Records from a data source:
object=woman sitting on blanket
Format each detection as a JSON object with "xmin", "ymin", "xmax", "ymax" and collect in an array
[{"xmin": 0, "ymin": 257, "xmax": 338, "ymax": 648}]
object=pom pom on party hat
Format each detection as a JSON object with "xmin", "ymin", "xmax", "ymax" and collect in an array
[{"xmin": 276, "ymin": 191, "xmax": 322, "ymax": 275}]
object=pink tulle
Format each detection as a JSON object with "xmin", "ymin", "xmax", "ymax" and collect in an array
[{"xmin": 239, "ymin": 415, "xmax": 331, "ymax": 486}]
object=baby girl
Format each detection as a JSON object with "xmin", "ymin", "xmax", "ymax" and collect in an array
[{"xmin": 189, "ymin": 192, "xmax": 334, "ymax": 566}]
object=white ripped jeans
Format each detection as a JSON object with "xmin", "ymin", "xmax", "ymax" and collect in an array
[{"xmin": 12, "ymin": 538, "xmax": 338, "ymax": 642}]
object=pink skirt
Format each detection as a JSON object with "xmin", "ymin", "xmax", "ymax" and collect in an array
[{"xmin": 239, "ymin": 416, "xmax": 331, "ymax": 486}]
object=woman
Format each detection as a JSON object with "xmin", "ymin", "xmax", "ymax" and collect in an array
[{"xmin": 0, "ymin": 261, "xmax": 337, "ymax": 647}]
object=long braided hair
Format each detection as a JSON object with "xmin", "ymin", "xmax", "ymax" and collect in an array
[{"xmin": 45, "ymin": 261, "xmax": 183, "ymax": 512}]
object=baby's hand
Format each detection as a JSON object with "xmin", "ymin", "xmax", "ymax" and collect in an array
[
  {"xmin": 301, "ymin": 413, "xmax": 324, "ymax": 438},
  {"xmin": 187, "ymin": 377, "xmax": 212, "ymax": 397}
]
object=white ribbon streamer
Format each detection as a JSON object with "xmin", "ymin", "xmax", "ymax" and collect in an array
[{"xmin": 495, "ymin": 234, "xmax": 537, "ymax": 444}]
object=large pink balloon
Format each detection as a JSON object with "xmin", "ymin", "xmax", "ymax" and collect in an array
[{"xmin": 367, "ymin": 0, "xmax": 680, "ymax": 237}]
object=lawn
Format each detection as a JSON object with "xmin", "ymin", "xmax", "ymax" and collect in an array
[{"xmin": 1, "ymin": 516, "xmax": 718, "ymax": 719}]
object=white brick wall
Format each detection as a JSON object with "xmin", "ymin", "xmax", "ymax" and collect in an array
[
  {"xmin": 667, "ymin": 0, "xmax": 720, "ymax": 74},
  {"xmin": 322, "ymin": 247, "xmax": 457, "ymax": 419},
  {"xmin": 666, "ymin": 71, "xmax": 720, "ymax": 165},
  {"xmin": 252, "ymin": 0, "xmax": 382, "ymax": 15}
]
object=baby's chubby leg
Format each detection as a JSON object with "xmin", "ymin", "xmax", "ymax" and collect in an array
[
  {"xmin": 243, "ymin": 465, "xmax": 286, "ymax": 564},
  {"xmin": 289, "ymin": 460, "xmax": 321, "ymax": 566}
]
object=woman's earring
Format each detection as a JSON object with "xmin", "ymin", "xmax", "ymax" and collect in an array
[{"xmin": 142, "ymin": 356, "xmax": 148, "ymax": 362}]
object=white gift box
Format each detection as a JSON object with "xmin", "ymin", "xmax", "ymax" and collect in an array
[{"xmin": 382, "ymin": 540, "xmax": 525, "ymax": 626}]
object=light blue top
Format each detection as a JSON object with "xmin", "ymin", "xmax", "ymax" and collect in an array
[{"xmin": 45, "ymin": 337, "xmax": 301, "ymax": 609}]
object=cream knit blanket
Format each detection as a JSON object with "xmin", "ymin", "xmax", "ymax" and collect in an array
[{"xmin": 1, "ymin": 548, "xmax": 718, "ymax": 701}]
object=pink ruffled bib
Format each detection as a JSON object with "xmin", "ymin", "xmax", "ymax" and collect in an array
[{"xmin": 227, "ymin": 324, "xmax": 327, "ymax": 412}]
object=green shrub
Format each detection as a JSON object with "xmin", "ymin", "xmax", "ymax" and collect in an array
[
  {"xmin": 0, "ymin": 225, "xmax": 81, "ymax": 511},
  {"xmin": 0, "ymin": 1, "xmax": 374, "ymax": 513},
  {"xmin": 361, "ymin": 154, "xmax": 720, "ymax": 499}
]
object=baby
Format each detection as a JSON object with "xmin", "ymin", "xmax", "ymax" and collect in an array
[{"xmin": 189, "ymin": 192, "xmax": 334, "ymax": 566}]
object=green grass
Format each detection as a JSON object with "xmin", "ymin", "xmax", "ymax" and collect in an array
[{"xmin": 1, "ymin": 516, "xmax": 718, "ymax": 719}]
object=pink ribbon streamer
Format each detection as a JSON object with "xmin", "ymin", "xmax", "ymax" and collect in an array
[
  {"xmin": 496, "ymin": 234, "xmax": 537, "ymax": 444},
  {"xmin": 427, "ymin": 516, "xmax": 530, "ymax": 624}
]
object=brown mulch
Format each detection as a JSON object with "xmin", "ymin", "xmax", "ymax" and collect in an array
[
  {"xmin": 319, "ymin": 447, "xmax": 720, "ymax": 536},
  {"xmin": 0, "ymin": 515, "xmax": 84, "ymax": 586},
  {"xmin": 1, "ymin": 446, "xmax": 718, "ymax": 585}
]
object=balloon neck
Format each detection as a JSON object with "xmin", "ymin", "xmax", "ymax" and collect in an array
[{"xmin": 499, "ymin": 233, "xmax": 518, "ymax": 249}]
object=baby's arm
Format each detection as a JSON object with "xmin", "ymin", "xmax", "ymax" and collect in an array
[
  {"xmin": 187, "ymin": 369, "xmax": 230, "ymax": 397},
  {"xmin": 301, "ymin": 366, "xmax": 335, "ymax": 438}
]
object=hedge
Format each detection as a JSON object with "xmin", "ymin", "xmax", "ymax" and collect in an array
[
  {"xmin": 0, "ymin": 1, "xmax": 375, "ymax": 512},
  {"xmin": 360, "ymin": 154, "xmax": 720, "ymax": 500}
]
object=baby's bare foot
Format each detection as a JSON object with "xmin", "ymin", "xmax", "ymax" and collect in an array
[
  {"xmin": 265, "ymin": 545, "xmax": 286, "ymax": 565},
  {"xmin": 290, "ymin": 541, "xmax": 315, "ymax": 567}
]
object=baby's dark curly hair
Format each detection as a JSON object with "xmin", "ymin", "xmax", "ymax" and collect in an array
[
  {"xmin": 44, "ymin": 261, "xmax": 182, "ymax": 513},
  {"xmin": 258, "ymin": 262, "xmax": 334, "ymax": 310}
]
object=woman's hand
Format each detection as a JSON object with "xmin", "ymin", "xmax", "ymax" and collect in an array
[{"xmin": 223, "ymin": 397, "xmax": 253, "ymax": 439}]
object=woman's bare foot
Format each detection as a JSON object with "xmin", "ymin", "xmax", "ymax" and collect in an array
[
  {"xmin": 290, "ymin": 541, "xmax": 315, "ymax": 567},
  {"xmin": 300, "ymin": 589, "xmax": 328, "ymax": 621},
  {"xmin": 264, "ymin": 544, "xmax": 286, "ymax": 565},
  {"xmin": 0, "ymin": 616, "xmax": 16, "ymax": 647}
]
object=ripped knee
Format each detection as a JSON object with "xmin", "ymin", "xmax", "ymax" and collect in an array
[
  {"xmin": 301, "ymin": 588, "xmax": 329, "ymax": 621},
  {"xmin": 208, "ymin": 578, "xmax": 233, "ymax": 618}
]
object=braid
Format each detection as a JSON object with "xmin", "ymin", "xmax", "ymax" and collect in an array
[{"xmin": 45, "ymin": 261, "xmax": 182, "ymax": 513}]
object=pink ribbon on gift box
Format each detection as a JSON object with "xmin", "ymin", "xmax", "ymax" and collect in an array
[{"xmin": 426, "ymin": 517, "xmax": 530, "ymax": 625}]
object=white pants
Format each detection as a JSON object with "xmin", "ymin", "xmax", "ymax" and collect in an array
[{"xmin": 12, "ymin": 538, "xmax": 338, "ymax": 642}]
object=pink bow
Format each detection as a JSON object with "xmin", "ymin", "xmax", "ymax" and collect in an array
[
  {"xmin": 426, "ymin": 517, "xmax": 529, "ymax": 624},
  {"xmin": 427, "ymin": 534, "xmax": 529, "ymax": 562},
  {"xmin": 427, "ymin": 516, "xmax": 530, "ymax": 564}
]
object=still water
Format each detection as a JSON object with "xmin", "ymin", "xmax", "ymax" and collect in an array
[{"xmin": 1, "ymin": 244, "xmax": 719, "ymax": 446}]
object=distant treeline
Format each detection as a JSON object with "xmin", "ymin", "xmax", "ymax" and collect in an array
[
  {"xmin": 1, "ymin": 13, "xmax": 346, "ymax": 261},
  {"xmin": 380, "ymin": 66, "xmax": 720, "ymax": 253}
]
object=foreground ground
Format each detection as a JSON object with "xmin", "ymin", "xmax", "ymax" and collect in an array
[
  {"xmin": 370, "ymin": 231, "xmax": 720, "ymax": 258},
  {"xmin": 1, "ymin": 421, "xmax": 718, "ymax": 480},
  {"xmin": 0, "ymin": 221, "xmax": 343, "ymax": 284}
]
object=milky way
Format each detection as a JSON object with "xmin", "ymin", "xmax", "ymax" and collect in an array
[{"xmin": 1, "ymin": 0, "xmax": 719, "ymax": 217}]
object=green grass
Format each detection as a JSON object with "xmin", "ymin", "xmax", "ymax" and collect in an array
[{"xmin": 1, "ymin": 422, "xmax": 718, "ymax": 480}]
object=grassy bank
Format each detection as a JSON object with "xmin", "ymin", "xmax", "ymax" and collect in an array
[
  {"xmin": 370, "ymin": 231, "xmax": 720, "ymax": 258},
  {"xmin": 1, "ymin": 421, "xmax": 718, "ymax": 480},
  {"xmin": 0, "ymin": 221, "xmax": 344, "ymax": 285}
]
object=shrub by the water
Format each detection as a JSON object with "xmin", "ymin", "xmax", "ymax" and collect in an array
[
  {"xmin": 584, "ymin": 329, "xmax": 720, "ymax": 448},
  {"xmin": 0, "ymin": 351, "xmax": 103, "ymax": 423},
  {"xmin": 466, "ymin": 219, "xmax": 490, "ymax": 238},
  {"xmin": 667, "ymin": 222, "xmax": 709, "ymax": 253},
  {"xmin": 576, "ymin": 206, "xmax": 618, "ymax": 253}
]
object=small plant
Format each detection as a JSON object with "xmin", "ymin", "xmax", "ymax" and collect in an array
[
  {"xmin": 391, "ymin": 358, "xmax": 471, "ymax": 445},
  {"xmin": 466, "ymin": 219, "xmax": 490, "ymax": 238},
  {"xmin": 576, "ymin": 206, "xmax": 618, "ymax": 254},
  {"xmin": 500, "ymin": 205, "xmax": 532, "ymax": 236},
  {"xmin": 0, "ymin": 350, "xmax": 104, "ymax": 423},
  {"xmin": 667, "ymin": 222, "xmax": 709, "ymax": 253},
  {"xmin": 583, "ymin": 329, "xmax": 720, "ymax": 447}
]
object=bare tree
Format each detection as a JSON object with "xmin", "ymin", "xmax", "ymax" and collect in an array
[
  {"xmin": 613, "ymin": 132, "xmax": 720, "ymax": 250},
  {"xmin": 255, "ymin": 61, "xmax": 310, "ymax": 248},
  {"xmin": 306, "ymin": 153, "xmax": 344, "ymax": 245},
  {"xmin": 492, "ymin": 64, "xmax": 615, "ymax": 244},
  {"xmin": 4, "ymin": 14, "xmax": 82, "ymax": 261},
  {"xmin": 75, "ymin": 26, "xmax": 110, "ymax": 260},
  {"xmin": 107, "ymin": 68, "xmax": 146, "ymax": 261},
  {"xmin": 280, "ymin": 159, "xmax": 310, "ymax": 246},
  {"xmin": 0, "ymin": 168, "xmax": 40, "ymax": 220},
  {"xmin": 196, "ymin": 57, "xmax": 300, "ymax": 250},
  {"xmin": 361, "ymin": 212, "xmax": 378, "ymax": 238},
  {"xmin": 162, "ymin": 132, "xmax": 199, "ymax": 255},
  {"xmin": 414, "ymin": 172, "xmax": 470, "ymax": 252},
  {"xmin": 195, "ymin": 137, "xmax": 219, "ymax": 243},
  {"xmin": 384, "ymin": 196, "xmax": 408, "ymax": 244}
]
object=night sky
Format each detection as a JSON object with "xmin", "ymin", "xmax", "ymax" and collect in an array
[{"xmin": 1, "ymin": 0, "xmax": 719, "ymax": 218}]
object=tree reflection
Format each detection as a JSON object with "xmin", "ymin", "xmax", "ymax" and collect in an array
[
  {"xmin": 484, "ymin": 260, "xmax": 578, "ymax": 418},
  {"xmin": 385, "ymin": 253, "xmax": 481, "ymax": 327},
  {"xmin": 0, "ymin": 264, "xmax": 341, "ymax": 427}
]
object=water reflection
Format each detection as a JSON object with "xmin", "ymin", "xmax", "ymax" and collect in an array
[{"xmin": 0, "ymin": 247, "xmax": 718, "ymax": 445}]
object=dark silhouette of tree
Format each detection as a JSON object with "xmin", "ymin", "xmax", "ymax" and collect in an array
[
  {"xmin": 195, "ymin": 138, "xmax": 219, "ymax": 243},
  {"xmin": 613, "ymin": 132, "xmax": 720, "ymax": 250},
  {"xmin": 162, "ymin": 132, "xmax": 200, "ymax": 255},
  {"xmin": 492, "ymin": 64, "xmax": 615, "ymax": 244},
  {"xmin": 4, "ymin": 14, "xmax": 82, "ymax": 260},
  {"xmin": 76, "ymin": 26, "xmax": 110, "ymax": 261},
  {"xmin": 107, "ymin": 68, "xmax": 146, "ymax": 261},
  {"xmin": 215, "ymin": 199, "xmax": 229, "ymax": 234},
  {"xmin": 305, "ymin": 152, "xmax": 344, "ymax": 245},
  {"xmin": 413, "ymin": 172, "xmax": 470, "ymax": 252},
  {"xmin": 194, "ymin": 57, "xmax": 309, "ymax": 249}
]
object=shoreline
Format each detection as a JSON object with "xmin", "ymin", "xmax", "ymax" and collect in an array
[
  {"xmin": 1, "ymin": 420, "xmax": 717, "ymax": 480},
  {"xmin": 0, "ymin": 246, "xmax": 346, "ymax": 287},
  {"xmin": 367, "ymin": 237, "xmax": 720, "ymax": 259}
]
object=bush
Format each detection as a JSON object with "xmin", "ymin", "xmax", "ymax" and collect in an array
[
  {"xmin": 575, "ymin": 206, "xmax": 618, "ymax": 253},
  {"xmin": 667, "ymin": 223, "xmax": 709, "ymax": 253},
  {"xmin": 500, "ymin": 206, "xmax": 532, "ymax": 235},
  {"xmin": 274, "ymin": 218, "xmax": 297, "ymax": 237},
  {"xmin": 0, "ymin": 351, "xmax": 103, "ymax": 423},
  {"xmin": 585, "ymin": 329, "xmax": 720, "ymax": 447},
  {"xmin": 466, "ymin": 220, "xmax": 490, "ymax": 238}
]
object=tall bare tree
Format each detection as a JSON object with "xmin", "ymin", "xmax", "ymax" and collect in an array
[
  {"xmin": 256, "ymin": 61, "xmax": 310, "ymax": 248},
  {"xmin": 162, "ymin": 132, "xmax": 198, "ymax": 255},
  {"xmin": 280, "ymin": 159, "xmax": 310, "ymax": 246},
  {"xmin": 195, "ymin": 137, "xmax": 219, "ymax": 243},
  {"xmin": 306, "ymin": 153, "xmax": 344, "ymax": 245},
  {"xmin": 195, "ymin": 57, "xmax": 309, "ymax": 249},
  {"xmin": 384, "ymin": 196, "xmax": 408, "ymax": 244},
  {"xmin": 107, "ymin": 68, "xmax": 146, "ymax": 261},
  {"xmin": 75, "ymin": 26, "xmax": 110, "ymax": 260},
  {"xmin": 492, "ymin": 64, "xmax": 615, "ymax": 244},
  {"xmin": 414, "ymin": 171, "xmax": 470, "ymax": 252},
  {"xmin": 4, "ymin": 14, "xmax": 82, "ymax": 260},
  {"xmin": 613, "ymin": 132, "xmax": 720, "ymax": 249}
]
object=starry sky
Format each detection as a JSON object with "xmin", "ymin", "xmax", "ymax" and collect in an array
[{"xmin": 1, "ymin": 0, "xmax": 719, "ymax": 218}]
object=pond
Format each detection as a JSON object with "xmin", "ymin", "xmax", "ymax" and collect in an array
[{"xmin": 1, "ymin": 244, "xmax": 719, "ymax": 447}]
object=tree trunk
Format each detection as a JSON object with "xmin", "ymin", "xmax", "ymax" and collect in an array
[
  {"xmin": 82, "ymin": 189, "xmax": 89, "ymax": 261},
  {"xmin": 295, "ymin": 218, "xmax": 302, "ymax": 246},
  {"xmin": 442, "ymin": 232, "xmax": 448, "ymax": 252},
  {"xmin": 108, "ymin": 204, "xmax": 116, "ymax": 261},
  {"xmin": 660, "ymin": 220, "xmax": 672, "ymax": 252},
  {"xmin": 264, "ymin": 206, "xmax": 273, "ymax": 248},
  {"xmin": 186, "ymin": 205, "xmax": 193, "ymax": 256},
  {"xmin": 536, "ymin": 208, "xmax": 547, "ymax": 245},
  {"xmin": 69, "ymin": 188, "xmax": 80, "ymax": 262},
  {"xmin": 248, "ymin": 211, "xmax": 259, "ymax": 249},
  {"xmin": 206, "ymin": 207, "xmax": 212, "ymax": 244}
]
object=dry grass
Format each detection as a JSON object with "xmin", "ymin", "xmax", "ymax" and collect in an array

## [PROBLEM REQUIREMENTS]
Give again exactly, and only, the lines above starting at the one with "object=grassy bank" and ending at the one with "object=shrub by the water".

## [WRITTEN RESPONSE]
object=grassy bank
Format each detection as a JSON object with "xmin", "ymin", "xmax", "ymax" and collect in an array
[
  {"xmin": 370, "ymin": 231, "xmax": 720, "ymax": 258},
  {"xmin": 1, "ymin": 421, "xmax": 718, "ymax": 480},
  {"xmin": 0, "ymin": 221, "xmax": 344, "ymax": 285}
]
object=shrub by the water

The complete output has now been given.